───── DOCUMENT PASSAGE ─────

You are here: Home Theology Introduction to Catholic Moral Theology Handouts Freedom, Sin and Conscience

Freedom, Sin and Conscience

Document Actions
  • Content View
  • Bookmarks
Handout on Freedom, Sin and Conscience

(This information on this page is also available on a pdf handout.)

Freedom

  1. Freedom of Choice: In order to be considered a moral (that is, distinctly human) act, it must proceed from free choice; to some degree our choices determine our character and our fundamental orientation toward or away from God.
  2. Basic Freedom: However, while it is true that morality and mortal sin do affect one's orientation toward or away from God (and therefore one's salvation--the possibility of ultimate union with God [John Paul II's invocation of Mt 19]), the question is to what degree?
    1. Basis of Moral Priorities?
    2. Imperfect/Tragic Actions?
    3. Structural Sin?
  3. Nature of Moral Action (for JPII, VS, par78)
    1. Unity of body and spirit in each act
    2. Subject/object structure for analyzing moral acts (value resides in the subject, nature of the act resides in the object)
    3. Specifying the morality/immorality of an act involves analyzing
      1. Intention (mitigates culpability)
      2. Circumstances/consequences (affects the description of the object and can mitigate culpability)
      3. Object of the will (Only the object of the will, understood as a freely chosen kind of behavior, specifies the morality of the act)

Sin

  1. Old Model:
    1. Act-centered (isolated beings relating to each other)
    2. sins best understood as inability to overcome the temptations of flesh ("sinning from weakness")

─────

_TASKS_
1. Revise the freedom, sin and conscience handout starting with "1. Basis of" and going on through "Intention (mitigates culpability)", putting "Social Sin" wherever "Structural Sin" appears.
2. Take the freedom, sin and conscience handout further, picking up right after its final line.
The entries that follow have no connection to the handout on freedom, sin and conscience.

───── DATASET ─────

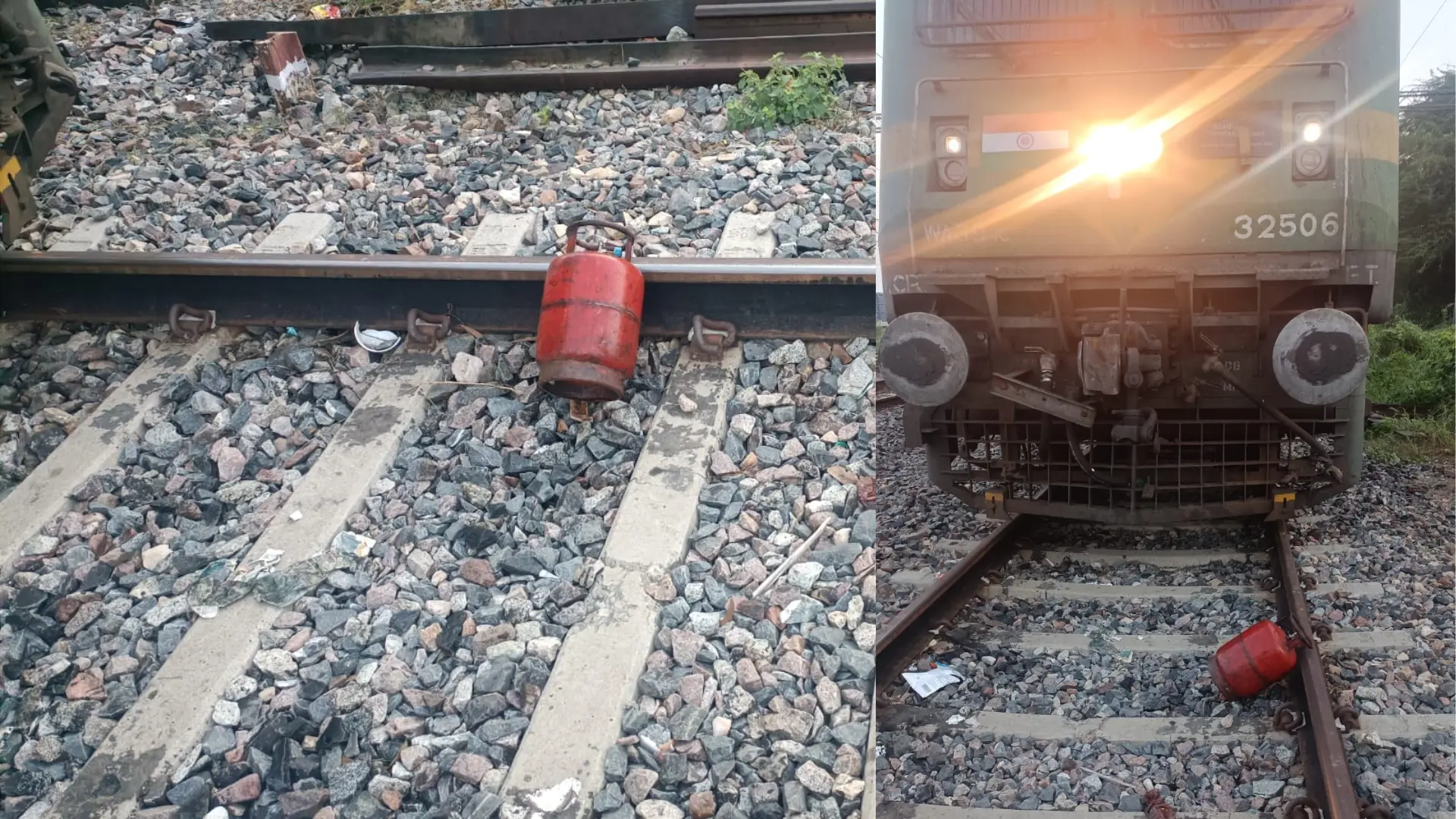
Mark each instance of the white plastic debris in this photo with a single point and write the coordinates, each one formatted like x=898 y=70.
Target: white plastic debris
x=376 y=340
x=928 y=682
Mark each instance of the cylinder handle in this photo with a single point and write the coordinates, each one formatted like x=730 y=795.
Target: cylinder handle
x=619 y=228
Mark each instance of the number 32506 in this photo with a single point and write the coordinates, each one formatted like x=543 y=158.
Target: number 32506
x=1269 y=226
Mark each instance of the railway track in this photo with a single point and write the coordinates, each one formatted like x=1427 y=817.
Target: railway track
x=979 y=617
x=376 y=588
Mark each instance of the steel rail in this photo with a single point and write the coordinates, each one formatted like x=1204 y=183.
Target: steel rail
x=459 y=268
x=599 y=22
x=507 y=27
x=813 y=299
x=906 y=635
x=1321 y=745
x=604 y=64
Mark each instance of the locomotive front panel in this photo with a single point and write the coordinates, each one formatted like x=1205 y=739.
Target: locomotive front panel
x=1131 y=248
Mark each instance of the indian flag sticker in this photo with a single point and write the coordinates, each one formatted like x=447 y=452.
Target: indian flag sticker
x=1002 y=133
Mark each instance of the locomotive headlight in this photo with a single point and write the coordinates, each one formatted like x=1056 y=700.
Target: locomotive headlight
x=951 y=159
x=1312 y=137
x=1112 y=150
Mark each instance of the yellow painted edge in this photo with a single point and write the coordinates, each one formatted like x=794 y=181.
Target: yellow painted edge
x=9 y=169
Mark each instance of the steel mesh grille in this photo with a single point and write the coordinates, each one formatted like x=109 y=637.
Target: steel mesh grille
x=1204 y=457
x=1199 y=18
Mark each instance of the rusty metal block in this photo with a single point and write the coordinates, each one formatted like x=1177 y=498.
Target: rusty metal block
x=287 y=69
x=1100 y=363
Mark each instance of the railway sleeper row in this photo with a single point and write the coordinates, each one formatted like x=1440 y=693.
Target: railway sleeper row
x=218 y=703
x=1320 y=729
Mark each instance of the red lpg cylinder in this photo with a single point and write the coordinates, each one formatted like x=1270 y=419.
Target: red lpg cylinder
x=592 y=316
x=1254 y=661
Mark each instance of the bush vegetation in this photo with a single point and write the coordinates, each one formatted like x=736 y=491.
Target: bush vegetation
x=788 y=95
x=1416 y=369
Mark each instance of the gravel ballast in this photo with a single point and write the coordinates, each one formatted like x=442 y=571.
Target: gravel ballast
x=52 y=378
x=104 y=594
x=1397 y=526
x=759 y=707
x=180 y=140
x=403 y=684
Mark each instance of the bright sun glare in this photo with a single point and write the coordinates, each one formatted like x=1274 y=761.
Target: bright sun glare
x=1112 y=150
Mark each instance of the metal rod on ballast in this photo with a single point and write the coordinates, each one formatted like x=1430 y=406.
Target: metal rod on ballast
x=1215 y=365
x=795 y=557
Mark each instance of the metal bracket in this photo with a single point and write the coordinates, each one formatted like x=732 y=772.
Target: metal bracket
x=188 y=324
x=702 y=328
x=1289 y=719
x=17 y=200
x=1043 y=400
x=995 y=503
x=1155 y=808
x=425 y=330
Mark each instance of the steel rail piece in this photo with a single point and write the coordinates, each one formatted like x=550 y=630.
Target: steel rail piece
x=188 y=324
x=909 y=632
x=1310 y=716
x=724 y=335
x=425 y=330
x=1215 y=365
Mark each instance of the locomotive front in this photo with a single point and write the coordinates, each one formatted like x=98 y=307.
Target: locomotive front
x=1130 y=248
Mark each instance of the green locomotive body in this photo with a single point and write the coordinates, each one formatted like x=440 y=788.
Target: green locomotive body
x=1131 y=248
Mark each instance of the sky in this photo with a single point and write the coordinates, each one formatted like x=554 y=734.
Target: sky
x=1436 y=49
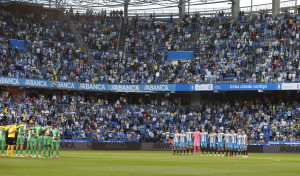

─────

_RESPONSES TO THE TASKS_
1.
1. Basis of Moral Priorities?
    2. Imperfect/Tragic Actions?
    3. Social Sin?
  3. Nature of Moral Action (for JPII, VS, par78)
    1. Unity of body and spirit in each act
    2. Subject/object structure for analyzing moral acts (value resides in the subject, nature of the act resides in the object)
    3. Specifying the morality/immorality of an act involves analyzing
      1. Intention (mitigates culpability)

2.
    3. adequate to terminal moral problems only (think of acts of violence or sexual promiscuity)
    4. important to distinguish what one directly intends from what one tolerates or allows to happen (recall Paul VI, HV, par 14)
    5. Importance of the principle of double effect (which pertains to the question of whether it is morally permissible to perform an action which one can foresee will bring about both good and evil effects).
  2. New Model:
    1. Centers on the relationship of acts to inter-personal relationships and social structures
    2. new ways of understanding sin: "sinning from strength" "failure to bother to love [or to see from another point of view"
    3. Necessary to make sense of cumulative moral problems (think of questions like economic injustice, environmental degradation, racism, and the HIV/AIDS crisis)
    4. Relates new ways of practicing the sacrament of penance (focusing on relationships and values, not just acts)
  3. Marciano Vidal on Structural Dimensions of Sin:
    1. Trying to figure out how to account for the influence of social structures and one's position in a network of responsibilities without renouncing the importance of personal responsibility.
    2. Still holds the traditional understanding of moral sin to be important (grave matter, knowledge, full consent of the will), but consider that complicity in sinful structures may also indicate one's contempt for/orientation away from God.
    3. Typology (still acknowledging subjective culpability and objective good and evil):
      1. Social Repercussions of Every Individual Sin: People's actions can become negative models for others, and can influence the way others view the world (think of how your actions influence young people).
      2. Collective Sin: when people act together for a common evil; the "convergence of forces and wills towards a common disvalue" (think of the power of legislation to influence public morality)
      3. Inter-individual Sin: when sin is expressed through disordered relationships, such that it challenges the ability of the two parties to the relationship to see and bring about the good in the future (think of marriages broken by betrayal or abuse)
      4. Social Sin: closely related to the former, but based on networks of disordered relationships based on past sinful models of behavior (think of the effect of hazing on the expectations for community life.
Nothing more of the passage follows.